Por Diego Piedrabuena. De pibe trabajador a primer ícono de masas del deporte argentino: la historia del boxeador Justo Suárez, su ascenso y final.
El nueve. Así le había puesto su padre para identificarlo entre los más de veinte hijos que el hombre tenía a cargo. Niño con solo un par de años de primaria, los básicos para leer y escribir, Suárez fue lustrabotas, changarín, juntador de grasa que caía de los carros parados frente a las factorías que dan nombre al barrio, que fue creciendo aumentado por oleadas migratorias a la par de la expansión del capitalismo agroexportador criollo reinante aún hoy en día.
Lo metió a boxear uno de sus hermanos mayores, y parece que despuntaba futuro en la época de guantes chicos y reglamento permisivo. A los catorce debuta como amateur, en el peso mosca. Hace una gran carrera, siendo campeón argentino mosca y pluma, y pasando al profesionalismo invicto. Ya se hace ver, desde su formación, su estilo. Atolondrado, atropellador, no se preocupa mucho por la defensa, pero se mueve tanto que no es fácil propinarle castigo. Deslumbra claramente en su estilo el apodo, “El torito de Mataderos”, y el lugar de pertenencia, el barrio, el lugar donde se crean los lazos y donde se forja una historia: la suya.
Debuta profesionalmente a los 19 años, en 1928, tejiendo una serie de victorias que van llenando cada velada en la que se presenta, donde el anhelo expresado en tantos tangos se hace real: del barrio al centro, de la camiseta al traje, del tranvía a la voiture. Se va volviendo ídolo, a la par que el boxeo deja de ser esa práctica de caballeros de alcurnia o de jóvenes de clase media -Firpo, tránsfuga de clase, expresa lo primero; Julio Mocoroa, lo segundo- para transformase en un deporte de masas apenas por debajo del fútbol en la pasión popular
¿De donde surge esa creciente veneración? ¿Cual es el origen de esta atracción por la violencia deportiva expresa pero contenida en un reglamento?
Quizás, la energía que provocaba el de Mataderos tiene que ver con su origen, el barrio de orillas, y como su carrera se ensambla a esto: sacrificio, aguantar lo que venga y devolver el doble.

Entradas de contornos de regiones con nombre:
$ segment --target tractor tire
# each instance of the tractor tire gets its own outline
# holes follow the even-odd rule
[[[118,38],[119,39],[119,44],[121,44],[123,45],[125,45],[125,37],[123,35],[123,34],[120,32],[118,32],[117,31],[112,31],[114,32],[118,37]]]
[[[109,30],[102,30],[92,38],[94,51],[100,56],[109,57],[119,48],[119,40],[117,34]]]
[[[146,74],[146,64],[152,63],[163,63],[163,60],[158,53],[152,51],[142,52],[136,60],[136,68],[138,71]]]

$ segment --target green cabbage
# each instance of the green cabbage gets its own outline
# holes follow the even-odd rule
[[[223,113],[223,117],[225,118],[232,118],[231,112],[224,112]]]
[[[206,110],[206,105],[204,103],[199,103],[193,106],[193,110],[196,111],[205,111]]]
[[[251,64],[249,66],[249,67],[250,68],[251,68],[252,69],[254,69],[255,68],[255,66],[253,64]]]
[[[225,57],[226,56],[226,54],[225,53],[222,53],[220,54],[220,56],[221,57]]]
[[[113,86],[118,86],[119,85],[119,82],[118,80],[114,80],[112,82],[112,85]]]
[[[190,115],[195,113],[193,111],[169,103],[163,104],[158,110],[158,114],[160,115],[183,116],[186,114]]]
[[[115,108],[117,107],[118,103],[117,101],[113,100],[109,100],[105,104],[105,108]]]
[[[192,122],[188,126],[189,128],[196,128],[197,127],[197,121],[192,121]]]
...
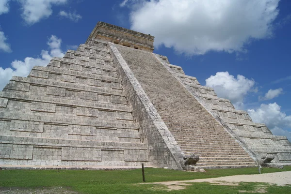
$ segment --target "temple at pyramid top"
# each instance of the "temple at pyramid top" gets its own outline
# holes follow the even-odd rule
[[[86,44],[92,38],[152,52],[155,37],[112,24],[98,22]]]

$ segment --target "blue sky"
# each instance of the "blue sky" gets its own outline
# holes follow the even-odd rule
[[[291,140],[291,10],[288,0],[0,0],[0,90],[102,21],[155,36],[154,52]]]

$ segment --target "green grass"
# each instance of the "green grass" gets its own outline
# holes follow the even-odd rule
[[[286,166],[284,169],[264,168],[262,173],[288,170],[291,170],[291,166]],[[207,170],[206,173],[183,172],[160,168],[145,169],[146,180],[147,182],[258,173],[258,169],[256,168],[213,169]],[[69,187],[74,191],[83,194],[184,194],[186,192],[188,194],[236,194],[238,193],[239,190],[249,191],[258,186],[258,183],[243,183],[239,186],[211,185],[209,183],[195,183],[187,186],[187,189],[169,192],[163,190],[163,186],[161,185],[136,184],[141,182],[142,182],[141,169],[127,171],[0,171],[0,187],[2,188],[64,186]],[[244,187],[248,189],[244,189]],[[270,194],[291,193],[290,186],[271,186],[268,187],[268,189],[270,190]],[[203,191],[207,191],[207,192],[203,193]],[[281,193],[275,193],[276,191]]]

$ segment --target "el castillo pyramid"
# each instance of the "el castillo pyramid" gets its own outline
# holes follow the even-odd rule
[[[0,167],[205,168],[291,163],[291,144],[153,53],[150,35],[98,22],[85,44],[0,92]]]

TUS TAREAS —
(a) Indica si cada afirmación coincide con el texto sobre Justo Suárez, respondiendo sí o no y citando las palabras del texto que lo deciden: (i) Suárez debutó como amateur a los catorce años. (ii) Fue su padre quien lo llevó a boxear. (iii) Su debut profesional fue en 1928.
(b) Según el texto sobre Justo Suárez, ¿con qué apodo se lo conocía?
(c) Prolonga el texto sobre Justo Suárez a partir del punto en que termina.

RESPUESTAS —
(a)
(i) Sí: "A los catorce debuta como amateur, en el peso mosca."
(ii) No: "Lo metió a boxear uno de sus hermanos mayores"
(iii) Sí: "Debuta profesionalmente a los 19 años, en 1928"

(b) "El torito de Mataderos".

(c)
“Torito” encarna, de múltiples maneras, el anhelo de los de abajo. Cada piña es una bolsa al hombro del estibador, cada ataque es levantarse de madrugada para seguir hacia un adelante que no vislumbramos, cada impacto es el desahogo popular en un contexto de crisis y hundimiento general. Esta popularidad explota en el 30′, a la par del crack capitalista del mundo. Ese año le gana el título argentino liviano a Julio Mocoroa, en el viejo estadio de River Plate, ante la impresionante cifra de 55 mil espectadores, record no igualado en el país, hasta el día de hoy, para un combate pugilístico. Choque de estilos -el platense un estilista, frente al peleador de ataque incansable que era Suárez-, pero también de clase – era egresado del Colegio Nacional de La Plata, y estudiaba odontología-, que se transformó en un clásico instantáneo, pero irrepetible: Mocoroa muere en un accidente a principios del ’31, en ruta hacia Buenos Aires, cuando se dirigía a firmar el contrato para la revancha.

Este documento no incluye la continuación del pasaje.